**Selected text**
The Kiev mob is thus a good mob. It is like the Tiananmen Square mob in 1989, or the Leipzig mob in the same year, or the Belgrade mob in 2000. It is youthful and easy to contrast with the “bad” mobs demonstrating for the election winner, Viktor Yanukovych of east Ukraine, in Donetsk and elsewhere. The latter have been little reported. They are not in Kiev and are mostly old, male, working-class and described as “bussed in”.
Kiev is therefore in thrall not to a mob but to a “crowd”. It is the voice of the people, the masses, public opinion, democracy. When such crowds take to the streets and barricade buildings we cheer them on, and do not apply to them the derogatory term of mob.
I have a problem here, and it is not just a switch in my brain that trips when I hear Tony Blair, George Bush, the European Union, the Guardian, Fox News, the CIA, the BBC, Lech Walesa, All Right-Thinking People, Uncle Tom Cobleigh and All singing Mussorgsky’s Great Gate of Kiev in unison. The mob is the classic default mode of democracy. It is Walpole’s “supreme governor”. It is Les Misérables, the physical expression of popular will, seizing and briefly brokering power. It is systematised anarchy. It is never reliable.

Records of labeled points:
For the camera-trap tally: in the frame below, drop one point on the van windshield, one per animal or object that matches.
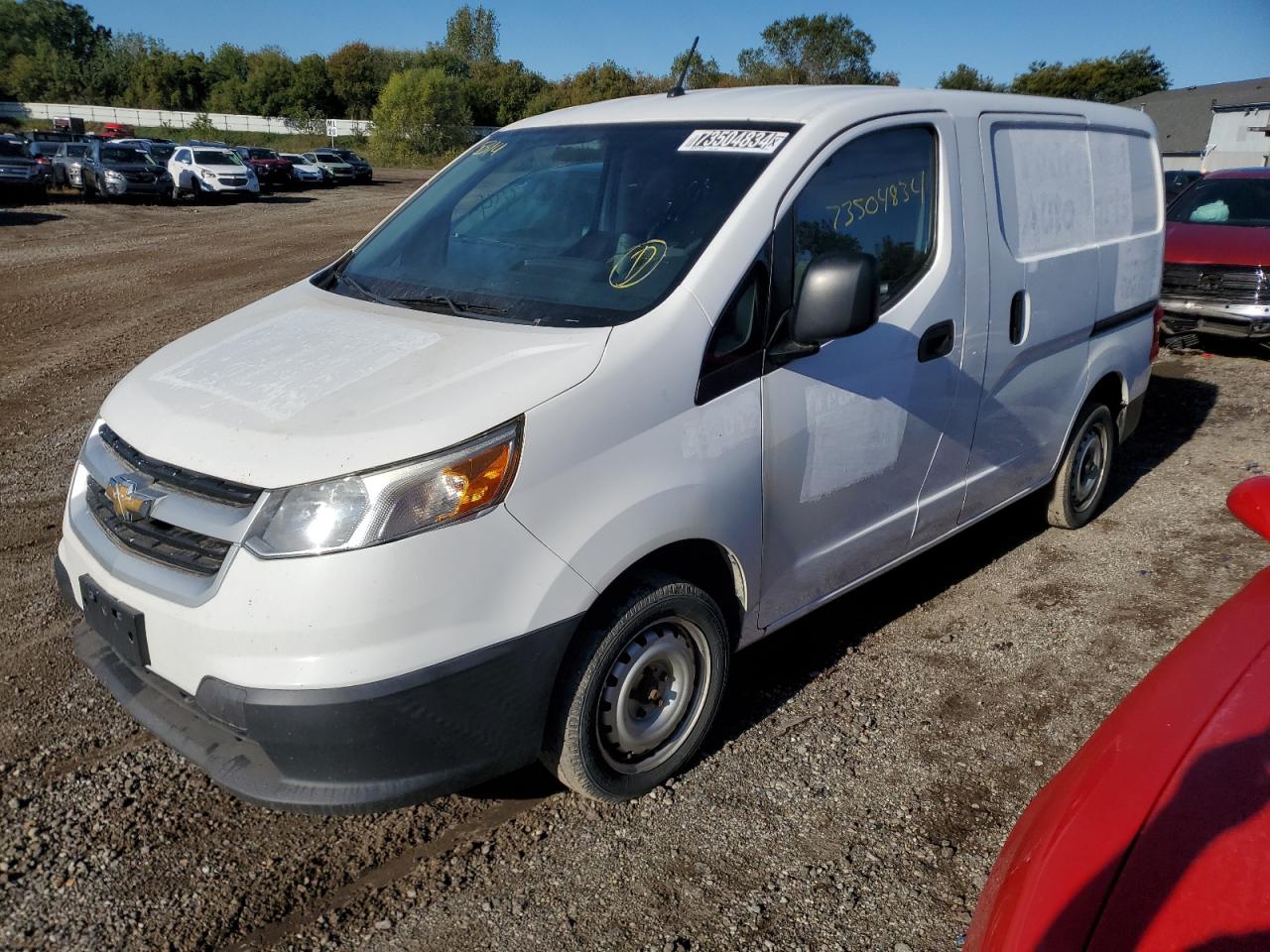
(563, 226)
(1243, 202)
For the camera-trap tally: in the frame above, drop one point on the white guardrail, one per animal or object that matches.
(154, 118)
(175, 118)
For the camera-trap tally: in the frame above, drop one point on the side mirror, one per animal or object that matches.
(838, 298)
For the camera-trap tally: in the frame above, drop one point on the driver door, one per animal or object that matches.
(849, 431)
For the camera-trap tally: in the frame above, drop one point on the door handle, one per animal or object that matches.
(937, 341)
(1017, 316)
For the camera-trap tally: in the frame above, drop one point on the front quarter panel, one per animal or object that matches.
(625, 462)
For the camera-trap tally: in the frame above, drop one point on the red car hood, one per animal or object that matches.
(1187, 243)
(1156, 834)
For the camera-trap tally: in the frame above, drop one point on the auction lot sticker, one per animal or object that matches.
(763, 141)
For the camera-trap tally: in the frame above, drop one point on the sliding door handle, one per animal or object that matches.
(937, 341)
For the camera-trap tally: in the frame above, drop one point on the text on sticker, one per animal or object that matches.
(885, 198)
(763, 141)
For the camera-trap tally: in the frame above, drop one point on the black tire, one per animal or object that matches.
(1080, 481)
(662, 634)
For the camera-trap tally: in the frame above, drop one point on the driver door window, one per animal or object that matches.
(875, 195)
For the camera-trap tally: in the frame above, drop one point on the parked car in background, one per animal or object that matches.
(362, 171)
(1216, 257)
(22, 178)
(1178, 181)
(305, 173)
(162, 150)
(271, 169)
(117, 130)
(515, 476)
(67, 164)
(44, 151)
(333, 164)
(1155, 834)
(200, 172)
(68, 123)
(109, 171)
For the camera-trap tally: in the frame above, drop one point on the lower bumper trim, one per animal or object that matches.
(350, 751)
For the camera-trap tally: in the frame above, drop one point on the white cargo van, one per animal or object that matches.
(624, 389)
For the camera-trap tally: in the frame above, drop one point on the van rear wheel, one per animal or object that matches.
(638, 690)
(1080, 483)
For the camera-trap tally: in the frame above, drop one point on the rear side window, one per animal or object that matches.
(1061, 188)
(874, 195)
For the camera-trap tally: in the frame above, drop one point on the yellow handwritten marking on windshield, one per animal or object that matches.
(636, 264)
(881, 200)
(490, 146)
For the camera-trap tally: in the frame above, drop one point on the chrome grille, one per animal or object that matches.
(157, 539)
(175, 476)
(1215, 282)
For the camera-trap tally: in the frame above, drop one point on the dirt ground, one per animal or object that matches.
(865, 771)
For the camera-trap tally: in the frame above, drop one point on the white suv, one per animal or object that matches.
(202, 171)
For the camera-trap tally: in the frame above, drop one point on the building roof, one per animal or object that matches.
(1184, 116)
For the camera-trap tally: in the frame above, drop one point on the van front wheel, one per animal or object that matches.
(1082, 476)
(638, 690)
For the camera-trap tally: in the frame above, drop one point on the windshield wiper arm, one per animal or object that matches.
(343, 278)
(461, 308)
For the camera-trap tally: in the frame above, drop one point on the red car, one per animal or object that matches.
(1156, 835)
(1216, 257)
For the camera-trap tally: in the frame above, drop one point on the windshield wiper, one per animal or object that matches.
(461, 308)
(361, 289)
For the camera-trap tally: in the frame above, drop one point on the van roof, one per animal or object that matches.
(807, 104)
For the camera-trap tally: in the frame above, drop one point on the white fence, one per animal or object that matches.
(155, 118)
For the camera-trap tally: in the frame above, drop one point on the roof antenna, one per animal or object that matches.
(684, 73)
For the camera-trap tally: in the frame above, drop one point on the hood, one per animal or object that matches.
(134, 167)
(1189, 243)
(307, 385)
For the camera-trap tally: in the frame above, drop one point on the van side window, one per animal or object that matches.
(734, 353)
(874, 195)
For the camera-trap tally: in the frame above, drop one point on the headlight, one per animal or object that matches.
(368, 508)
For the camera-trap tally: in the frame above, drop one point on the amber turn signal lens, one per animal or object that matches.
(479, 479)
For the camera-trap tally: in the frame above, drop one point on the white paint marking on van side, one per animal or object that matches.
(843, 452)
(280, 367)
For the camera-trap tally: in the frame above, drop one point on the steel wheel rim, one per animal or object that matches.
(1089, 466)
(653, 694)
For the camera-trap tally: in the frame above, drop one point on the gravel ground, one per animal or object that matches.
(867, 765)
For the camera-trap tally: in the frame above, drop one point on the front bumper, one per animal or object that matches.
(1218, 317)
(160, 186)
(356, 749)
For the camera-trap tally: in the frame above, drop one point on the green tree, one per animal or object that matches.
(226, 79)
(312, 95)
(271, 75)
(472, 33)
(356, 77)
(500, 91)
(422, 113)
(42, 46)
(812, 50)
(968, 77)
(1109, 79)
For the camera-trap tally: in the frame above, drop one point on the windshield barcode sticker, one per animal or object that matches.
(765, 141)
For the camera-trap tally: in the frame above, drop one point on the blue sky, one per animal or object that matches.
(1209, 41)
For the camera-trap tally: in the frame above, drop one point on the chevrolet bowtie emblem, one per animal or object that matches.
(131, 498)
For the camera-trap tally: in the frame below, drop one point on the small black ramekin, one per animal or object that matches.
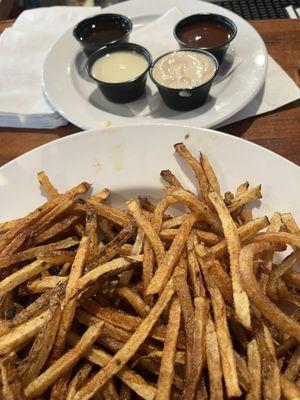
(218, 51)
(89, 46)
(122, 92)
(185, 99)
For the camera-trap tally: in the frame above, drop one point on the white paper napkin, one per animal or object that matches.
(23, 48)
(279, 89)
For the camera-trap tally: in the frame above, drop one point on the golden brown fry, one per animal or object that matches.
(46, 184)
(165, 270)
(112, 214)
(70, 300)
(210, 174)
(166, 373)
(254, 367)
(20, 335)
(195, 205)
(197, 168)
(213, 362)
(245, 198)
(198, 351)
(32, 365)
(7, 260)
(187, 308)
(292, 370)
(257, 297)
(78, 380)
(240, 298)
(39, 385)
(126, 375)
(150, 232)
(170, 178)
(290, 223)
(225, 344)
(11, 388)
(289, 389)
(269, 366)
(41, 285)
(134, 300)
(129, 349)
(245, 232)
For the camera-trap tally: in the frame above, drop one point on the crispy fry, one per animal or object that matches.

**Prompt 1**
Does the Kiev passage support each statement below? Answer yes or no for each, and quote the deciding words.
(a) The demonstrations for Viktor Yanukovych have been widely reported.
(b) The Kiev mob is likened to the Belgrade mob in 2000.
(c) The mob is described as reliable.
**Prompt 2**
According to the Kiev passage:
(a) Who is named as the election winner?
(b) Which term do cheering onlookers not apply to crowds that take to the streets?
(c) What piece of music is the list of voices described as singing in unison?
**Prompt 3**
Pick up the Kiev passage after its last sentence and continue it.
These records have nothing to do with the Kiev passage.

**Task response 1**
(a) No: "The latter have been little reported."
(b) Yes: "or the Belgrade mob in 2000"
(c) No: "It is never reliable."

**Task response 2**
(a) Viktor Yanukovych of east Ukraine
(b) The derogatory term of mob
(c) Mussorgsky's Great Gate of Kiev

**Task response 3**
The fixing of presidential elections is not a practice confined to Ukraine. Vladimir Putin obliterated his opponents in Russia’s last presidential elections, without a peep from the West. Gerrymandering, ballot stuffing, bribing and corrupting have a long democratic tradition. Given the ostensible narrowness of the Ukraine result — 49 per cent to 46 per cent — and the blatancy of the Government’s fixing, Mr Yushchenko clearly has a case. His view that the election was unfair is supported by overseas monitors. But we have no way of knowing if he was robbed of actual victory, in a country where opinion is strongly territorial and at least appears evenly split. The electoral commission validated the result, with reservations. That may be worth nothing, but is constitutional.
Mr Yushchenko sent his supporters on to the streets because he had nothing to lose. He had himself crowned as President in the parliament building. His deputy, Ms Tymoshenko, demanded the dismissal and conviction of Mr Yanukovych from his current post as Prime Minister, and the house arrest of the outgoing President, Mr Kuchma. They called for passive disobedience and relied on the media and security forces to change sides and not enforce law and order. Behind them lay the power of a mass of people — who knows if they are a majority? — which could only be gainsaid by violence.
The strategy appears to be working. The weight and persistence of the Kiev demonstration has broken the state media, then parliament, now the presidency and, it hopes, the judiciary. Although there is nothing in the Ukraine constitution to permit a rerun election, only a recount, victory for Mr Yushchenko under some rewriting of the constitution appears the most likely outcome. However justifiable, that is a coup.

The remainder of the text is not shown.